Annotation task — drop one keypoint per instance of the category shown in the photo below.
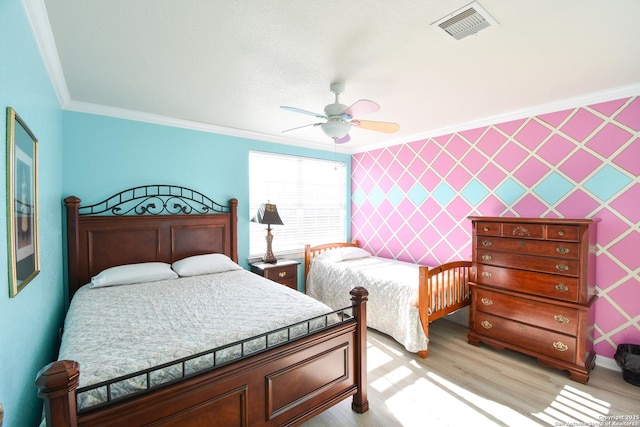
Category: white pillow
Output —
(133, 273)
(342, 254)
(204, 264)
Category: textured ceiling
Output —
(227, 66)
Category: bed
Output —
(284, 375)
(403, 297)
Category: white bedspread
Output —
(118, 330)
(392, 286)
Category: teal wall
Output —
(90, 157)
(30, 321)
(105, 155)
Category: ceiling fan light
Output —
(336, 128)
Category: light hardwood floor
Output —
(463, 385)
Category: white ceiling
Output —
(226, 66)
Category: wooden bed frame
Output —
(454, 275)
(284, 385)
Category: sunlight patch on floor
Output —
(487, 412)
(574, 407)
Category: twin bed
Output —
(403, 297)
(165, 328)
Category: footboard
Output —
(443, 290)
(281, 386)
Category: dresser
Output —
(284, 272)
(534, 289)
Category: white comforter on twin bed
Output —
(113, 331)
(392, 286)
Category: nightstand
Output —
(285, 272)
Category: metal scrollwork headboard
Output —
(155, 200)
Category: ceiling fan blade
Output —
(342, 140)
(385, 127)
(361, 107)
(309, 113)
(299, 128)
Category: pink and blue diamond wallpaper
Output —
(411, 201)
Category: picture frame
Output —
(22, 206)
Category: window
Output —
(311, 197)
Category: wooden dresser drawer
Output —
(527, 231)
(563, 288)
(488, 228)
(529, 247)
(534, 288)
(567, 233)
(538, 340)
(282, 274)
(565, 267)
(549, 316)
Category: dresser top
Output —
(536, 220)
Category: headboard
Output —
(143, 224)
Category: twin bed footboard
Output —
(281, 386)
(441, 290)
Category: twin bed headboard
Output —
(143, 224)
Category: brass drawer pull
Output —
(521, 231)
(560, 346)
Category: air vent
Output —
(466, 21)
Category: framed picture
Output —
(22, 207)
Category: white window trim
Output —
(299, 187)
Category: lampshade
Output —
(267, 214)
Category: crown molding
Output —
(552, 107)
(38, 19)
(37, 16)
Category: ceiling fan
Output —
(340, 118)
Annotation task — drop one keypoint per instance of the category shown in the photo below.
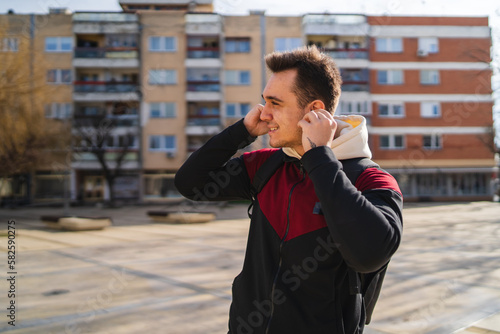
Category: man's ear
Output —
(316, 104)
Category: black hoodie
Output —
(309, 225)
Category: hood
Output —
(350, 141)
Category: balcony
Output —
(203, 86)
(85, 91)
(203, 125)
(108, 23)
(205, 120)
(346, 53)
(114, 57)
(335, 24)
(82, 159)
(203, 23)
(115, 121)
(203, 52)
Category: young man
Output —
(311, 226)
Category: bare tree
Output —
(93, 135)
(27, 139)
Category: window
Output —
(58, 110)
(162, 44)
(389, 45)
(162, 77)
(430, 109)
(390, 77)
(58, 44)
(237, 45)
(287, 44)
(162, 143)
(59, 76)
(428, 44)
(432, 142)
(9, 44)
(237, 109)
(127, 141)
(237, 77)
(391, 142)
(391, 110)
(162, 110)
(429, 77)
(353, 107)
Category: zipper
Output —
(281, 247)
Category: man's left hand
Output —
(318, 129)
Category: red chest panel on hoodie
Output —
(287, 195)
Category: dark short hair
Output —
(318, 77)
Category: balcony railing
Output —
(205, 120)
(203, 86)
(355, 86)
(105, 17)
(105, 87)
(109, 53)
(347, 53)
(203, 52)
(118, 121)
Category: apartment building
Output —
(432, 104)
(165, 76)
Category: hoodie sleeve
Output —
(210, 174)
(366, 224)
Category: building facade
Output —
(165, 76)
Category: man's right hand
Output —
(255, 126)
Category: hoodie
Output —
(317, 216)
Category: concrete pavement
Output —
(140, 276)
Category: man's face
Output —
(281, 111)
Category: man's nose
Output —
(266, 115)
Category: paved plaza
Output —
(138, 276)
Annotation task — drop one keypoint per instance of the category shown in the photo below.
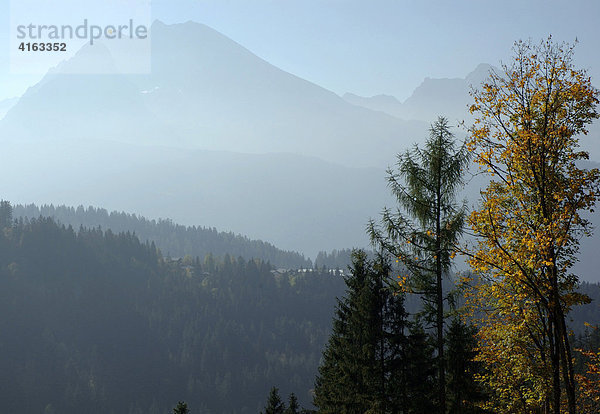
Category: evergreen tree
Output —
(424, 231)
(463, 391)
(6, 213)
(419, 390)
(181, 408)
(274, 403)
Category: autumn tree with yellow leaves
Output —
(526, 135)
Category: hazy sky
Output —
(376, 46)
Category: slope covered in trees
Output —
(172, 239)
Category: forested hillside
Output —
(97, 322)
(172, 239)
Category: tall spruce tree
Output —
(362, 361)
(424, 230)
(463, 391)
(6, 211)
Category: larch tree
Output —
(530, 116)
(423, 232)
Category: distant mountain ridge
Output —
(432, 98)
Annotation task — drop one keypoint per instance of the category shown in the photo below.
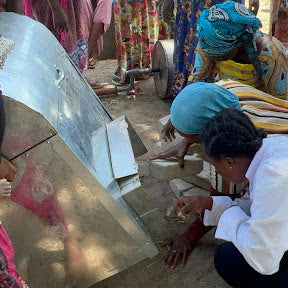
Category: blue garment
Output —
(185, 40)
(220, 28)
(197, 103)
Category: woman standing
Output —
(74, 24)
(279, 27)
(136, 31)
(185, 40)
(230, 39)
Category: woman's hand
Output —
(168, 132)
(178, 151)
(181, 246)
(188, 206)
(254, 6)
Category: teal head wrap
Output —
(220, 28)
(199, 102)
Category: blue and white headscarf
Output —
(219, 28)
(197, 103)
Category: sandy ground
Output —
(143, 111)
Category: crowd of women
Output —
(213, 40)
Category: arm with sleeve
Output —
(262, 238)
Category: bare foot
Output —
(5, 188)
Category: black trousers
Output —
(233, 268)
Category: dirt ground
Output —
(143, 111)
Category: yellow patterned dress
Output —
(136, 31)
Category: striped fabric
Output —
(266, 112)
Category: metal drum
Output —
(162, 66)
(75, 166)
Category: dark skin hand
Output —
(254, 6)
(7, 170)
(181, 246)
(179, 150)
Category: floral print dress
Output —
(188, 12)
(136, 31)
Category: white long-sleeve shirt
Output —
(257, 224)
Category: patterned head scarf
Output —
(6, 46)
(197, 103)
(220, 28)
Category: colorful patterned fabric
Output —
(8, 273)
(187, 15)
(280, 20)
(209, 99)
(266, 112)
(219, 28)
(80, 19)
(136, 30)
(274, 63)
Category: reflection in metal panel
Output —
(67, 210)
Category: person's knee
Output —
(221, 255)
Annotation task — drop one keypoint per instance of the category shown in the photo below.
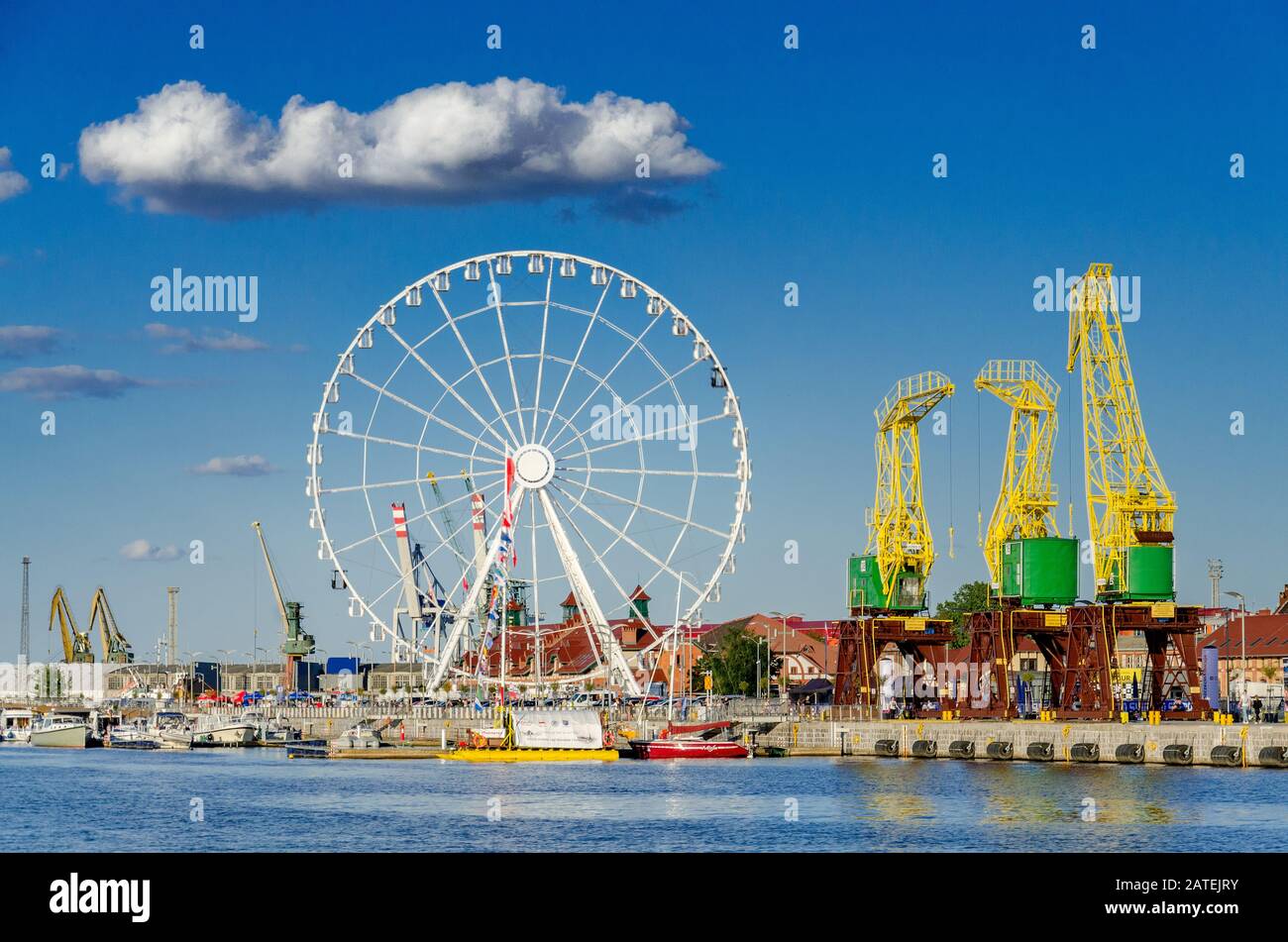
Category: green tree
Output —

Task objective:
Make an exact copy of the records from their first line through the line containing "Category: wooden dresser drawer", both ends included, with the pictures omitted.

Written solution:
Annotation task — drop one keypoint per instance of the category shown in the photo below.
Category: white pillow
Output —
(133, 273)
(342, 254)
(204, 264)
Category: textured ceiling
Output —
(227, 66)
Category: bed
Output —
(284, 375)
(403, 297)
Category: white bedspread
Output —
(118, 330)
(392, 286)
Category: teal wall
Output —
(90, 157)
(30, 321)
(105, 155)
Category: ceiling fan light
Output —
(336, 128)
Category: light hardwood floor
Output —
(463, 385)
Category: white ceiling
Output —
(226, 66)
Category: wooden bed frame
Output —
(454, 275)
(284, 385)
Category: sunlight patch on floor
Output —
(487, 412)
(574, 407)
Category: twin bed
Output —
(403, 297)
(165, 328)
Category: footboard
Output —
(443, 290)
(281, 386)
Category: dresser
Output —
(284, 272)
(534, 289)
Category: white comforter on twin bed
Output —
(113, 331)
(392, 286)
Category: nightstand
Output —
(285, 272)
Category: metal scrollwork headboard
Output —
(155, 200)
Category: ceiling fan blade
Output —
(342, 140)
(385, 127)
(361, 107)
(309, 113)
(299, 128)
Category: pink and blue diamond wallpaper
Output —
(411, 201)
Category: picture frame
Output —
(22, 206)
Category: window
Output —
(311, 197)
Category: wooden dresser drawer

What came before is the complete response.